What you are asked to do -
Would you repeat exactly the part of the listing below that runs from the line containing "Target: tan trousers on blurred woman" down to the line containing "form [(668, 990)].", inclusive, and nothing else?

Data for this exercise -
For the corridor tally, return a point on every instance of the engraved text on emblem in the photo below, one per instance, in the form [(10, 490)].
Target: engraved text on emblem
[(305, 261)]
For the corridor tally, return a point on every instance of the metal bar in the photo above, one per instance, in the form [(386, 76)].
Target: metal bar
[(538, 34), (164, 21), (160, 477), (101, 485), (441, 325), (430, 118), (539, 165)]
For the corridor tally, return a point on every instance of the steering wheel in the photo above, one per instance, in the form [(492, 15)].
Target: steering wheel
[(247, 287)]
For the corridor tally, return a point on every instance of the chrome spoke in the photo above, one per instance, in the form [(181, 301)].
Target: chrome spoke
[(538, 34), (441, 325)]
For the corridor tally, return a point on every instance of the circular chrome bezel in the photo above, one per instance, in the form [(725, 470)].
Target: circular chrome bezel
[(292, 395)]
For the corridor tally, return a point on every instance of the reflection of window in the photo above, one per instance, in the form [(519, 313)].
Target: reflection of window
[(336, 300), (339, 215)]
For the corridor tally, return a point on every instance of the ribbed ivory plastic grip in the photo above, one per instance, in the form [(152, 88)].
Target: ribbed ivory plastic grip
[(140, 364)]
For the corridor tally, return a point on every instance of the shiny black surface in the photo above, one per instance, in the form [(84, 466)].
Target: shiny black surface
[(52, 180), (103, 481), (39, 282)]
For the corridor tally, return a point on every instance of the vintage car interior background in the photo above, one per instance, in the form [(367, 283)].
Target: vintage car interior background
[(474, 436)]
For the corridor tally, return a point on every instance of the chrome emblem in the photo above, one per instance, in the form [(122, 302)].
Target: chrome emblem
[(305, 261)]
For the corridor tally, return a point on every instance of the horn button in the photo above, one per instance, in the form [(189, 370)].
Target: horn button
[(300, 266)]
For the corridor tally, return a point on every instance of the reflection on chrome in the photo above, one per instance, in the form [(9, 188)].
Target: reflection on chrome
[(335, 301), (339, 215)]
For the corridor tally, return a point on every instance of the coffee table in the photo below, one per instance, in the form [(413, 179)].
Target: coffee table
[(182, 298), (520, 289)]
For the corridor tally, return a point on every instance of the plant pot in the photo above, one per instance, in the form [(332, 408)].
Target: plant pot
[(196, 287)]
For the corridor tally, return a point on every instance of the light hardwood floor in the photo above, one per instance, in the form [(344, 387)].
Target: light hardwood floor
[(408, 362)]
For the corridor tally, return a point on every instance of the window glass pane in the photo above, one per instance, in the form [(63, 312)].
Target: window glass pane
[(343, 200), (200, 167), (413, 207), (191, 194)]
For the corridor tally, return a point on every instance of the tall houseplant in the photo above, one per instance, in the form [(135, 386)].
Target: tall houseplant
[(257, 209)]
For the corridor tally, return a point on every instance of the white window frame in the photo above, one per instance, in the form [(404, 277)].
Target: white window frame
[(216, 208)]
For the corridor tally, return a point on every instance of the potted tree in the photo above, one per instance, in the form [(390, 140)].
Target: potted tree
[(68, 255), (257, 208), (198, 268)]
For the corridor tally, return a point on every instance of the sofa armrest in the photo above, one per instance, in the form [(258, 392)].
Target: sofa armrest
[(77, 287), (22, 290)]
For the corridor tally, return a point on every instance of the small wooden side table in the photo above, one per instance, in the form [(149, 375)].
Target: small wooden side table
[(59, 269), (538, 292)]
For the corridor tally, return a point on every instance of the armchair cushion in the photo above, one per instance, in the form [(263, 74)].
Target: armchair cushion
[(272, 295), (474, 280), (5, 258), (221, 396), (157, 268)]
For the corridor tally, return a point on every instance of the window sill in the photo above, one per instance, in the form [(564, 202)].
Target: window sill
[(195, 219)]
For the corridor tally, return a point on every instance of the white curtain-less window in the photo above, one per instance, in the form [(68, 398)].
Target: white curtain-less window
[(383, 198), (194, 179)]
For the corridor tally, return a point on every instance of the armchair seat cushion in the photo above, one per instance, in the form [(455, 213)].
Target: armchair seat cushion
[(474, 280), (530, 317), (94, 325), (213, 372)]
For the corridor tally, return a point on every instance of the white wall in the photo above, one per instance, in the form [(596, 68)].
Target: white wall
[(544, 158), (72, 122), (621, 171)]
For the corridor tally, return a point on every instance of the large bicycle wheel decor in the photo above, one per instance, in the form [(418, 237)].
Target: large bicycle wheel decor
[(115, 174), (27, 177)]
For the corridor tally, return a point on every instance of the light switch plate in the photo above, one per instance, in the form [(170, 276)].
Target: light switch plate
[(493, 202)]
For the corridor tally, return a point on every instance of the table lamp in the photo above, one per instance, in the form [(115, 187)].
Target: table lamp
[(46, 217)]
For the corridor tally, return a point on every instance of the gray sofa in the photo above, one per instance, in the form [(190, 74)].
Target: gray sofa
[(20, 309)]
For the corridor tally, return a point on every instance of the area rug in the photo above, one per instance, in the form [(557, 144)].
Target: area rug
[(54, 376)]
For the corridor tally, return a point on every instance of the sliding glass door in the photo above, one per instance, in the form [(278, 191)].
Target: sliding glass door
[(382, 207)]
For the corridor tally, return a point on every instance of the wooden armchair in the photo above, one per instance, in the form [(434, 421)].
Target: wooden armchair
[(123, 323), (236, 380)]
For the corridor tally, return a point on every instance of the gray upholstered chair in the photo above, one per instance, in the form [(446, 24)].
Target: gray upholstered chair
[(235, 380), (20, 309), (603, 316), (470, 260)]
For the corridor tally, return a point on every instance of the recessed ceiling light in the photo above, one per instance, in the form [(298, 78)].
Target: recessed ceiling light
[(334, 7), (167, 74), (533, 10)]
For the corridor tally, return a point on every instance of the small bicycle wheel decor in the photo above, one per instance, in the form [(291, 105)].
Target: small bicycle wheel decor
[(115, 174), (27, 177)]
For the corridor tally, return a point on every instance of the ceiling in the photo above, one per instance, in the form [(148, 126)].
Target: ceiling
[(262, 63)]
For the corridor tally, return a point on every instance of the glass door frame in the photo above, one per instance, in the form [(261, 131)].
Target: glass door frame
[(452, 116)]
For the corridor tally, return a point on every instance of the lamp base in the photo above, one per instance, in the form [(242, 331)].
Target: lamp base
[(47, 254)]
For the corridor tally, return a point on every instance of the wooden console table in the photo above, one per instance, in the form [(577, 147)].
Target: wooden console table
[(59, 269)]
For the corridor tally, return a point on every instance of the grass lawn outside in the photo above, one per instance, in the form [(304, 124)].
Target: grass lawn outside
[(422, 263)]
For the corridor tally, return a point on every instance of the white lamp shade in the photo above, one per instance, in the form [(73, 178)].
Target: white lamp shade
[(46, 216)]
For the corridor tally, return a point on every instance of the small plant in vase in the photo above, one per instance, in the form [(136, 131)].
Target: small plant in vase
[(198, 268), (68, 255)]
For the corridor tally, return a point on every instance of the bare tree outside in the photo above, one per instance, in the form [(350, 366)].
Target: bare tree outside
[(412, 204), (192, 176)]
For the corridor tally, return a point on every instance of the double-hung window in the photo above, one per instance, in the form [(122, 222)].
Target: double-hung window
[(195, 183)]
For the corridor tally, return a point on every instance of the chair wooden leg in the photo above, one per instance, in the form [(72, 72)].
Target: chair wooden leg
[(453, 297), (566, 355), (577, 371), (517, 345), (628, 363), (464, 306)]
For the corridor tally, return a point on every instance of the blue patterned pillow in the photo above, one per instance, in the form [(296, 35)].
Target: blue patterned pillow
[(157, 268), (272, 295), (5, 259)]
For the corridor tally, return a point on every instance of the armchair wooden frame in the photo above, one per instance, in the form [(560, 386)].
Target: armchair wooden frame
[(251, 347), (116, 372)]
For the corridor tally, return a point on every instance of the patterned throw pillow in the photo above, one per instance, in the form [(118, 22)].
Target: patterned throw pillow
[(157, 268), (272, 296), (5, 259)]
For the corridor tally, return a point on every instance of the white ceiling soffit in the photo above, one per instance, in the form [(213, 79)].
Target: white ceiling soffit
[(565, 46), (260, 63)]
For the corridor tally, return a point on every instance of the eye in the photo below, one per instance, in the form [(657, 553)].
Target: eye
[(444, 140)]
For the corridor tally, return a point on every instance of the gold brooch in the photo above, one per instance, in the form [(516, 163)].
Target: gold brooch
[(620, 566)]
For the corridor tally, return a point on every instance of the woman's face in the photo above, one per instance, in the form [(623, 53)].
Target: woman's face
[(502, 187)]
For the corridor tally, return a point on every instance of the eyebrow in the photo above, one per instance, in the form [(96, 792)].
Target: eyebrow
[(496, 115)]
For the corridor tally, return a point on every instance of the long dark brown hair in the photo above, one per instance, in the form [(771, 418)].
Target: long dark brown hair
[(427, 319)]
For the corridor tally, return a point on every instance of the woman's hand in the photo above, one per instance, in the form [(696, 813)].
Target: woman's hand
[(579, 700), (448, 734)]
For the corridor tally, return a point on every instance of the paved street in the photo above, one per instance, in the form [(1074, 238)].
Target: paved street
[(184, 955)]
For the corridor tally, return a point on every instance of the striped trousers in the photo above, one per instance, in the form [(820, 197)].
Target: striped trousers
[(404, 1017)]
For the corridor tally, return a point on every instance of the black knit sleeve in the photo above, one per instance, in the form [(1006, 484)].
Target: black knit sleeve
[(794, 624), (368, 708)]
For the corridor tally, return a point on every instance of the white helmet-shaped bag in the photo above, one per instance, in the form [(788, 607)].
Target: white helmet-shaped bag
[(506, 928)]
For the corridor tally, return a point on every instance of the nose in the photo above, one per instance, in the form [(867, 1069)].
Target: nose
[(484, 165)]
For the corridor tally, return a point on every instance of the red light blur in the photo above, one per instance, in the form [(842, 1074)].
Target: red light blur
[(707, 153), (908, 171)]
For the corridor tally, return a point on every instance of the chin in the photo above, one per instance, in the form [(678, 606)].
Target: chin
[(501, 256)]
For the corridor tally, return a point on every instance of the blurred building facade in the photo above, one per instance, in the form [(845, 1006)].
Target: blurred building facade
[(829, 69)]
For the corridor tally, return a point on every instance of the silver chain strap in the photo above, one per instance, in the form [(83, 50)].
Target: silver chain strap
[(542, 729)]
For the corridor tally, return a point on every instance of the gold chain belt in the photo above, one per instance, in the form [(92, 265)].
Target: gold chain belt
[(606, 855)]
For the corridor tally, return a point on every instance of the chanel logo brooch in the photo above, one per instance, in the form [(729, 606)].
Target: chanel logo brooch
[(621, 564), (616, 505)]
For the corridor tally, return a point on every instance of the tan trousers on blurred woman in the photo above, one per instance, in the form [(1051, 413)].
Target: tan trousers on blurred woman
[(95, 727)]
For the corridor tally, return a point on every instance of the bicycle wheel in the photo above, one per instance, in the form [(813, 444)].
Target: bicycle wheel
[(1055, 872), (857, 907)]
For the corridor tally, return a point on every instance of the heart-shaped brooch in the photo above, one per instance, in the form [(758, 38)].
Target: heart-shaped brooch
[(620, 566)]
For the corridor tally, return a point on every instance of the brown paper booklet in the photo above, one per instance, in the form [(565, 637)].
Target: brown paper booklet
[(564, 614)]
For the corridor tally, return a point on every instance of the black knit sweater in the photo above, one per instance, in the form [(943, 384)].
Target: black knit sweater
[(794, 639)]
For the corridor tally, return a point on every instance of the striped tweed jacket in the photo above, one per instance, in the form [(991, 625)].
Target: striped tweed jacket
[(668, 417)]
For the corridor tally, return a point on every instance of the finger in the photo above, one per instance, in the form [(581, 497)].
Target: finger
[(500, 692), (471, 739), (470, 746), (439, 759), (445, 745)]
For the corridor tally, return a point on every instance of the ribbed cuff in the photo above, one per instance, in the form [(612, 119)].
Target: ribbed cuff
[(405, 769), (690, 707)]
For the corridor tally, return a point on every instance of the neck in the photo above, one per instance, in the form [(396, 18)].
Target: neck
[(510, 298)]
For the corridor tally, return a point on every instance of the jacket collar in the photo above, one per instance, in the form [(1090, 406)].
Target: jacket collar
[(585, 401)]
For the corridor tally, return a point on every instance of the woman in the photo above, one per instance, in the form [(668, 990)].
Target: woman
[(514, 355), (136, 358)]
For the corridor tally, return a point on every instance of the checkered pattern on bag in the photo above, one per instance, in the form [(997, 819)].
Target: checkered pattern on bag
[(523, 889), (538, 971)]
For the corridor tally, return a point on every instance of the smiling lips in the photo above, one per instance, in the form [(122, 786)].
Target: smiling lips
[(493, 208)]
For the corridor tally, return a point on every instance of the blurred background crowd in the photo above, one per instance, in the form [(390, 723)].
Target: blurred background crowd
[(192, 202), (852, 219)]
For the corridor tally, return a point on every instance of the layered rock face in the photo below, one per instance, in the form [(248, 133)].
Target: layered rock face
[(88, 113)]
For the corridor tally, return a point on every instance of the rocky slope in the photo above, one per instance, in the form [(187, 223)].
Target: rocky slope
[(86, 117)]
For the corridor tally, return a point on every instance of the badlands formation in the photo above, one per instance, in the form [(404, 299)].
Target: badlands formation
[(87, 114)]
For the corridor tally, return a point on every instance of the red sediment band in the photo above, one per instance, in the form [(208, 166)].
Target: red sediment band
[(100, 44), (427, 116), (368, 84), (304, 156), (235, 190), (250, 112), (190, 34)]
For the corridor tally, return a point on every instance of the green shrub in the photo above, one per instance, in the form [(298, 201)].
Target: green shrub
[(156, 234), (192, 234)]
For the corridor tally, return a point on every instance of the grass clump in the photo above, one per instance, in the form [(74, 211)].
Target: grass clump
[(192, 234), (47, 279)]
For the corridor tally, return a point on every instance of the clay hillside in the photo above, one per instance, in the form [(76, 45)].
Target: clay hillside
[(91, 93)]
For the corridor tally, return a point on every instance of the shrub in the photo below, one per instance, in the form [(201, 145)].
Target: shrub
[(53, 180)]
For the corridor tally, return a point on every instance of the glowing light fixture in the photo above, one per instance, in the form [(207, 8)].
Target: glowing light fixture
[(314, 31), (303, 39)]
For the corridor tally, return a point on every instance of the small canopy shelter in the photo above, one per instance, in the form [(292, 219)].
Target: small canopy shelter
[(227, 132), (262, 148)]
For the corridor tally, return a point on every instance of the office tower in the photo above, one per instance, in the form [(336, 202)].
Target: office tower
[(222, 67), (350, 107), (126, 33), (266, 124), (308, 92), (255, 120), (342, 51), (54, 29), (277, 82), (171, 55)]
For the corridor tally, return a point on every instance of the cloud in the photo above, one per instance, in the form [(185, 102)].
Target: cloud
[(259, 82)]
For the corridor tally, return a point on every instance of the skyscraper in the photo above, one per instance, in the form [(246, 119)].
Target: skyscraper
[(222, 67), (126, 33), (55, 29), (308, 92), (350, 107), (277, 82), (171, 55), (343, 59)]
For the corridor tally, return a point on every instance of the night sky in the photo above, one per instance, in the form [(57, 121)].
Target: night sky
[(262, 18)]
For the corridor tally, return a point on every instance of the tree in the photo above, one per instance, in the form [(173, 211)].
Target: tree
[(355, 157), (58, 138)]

Exercise answer -
Target: tan trousers on blurred woman
[(95, 727)]
For the corridor tally, return a point on every instance of the bicycle wheel in the photo above, one per instance, in the form [(813, 444)].
Target: bicycle wheel
[(1055, 872), (857, 907)]
For the corridor tally, return a point on every instance of the heart-shaped brooch in the photo above, one per instance, in the form [(758, 38)].
Target: heart-shaped brooch
[(620, 566)]
For the corridor tally, return a point on every instance of the brown paper booklet in the photo above, one per instance, in the form [(565, 637)].
Target: brown paper booklet
[(564, 614)]
For the corridor tally, return a point on every instance of the black knit sweater in the photo above, one per instance, in the form [(943, 384)].
Target: black knit sweater
[(794, 639)]
For the corridor tally, return a point on every instance of the striped tweed jacket in the photo above, one per instance, in the form [(991, 625)].
Target: striped tweed jacket
[(668, 417)]
For the corridor tally, return a point on every instance of the finger in the photo above, one per instance, in the form [(581, 497)].
Target: finger
[(500, 692), (471, 739), (470, 746), (439, 759), (445, 745)]
For the corridor tally, return a point on every instance of the ribbed cuff in the photo above, one per instance, in the form [(612, 119)].
Target: ribbed cuff
[(405, 769), (690, 707)]
For the corridor tally, return a point on every instance of the neck in the photo above, one per instance, in the form [(396, 18)].
Target: neck
[(510, 298)]
For the corridor tally, return a point on every instance of the jacket collar in the photo above, one per instance, in the form [(1090, 406)].
Target: jacket collar
[(585, 401)]
For the corridor tally, return a point on every instance of the woman in the photo above, one per instance, in the form [(668, 990)].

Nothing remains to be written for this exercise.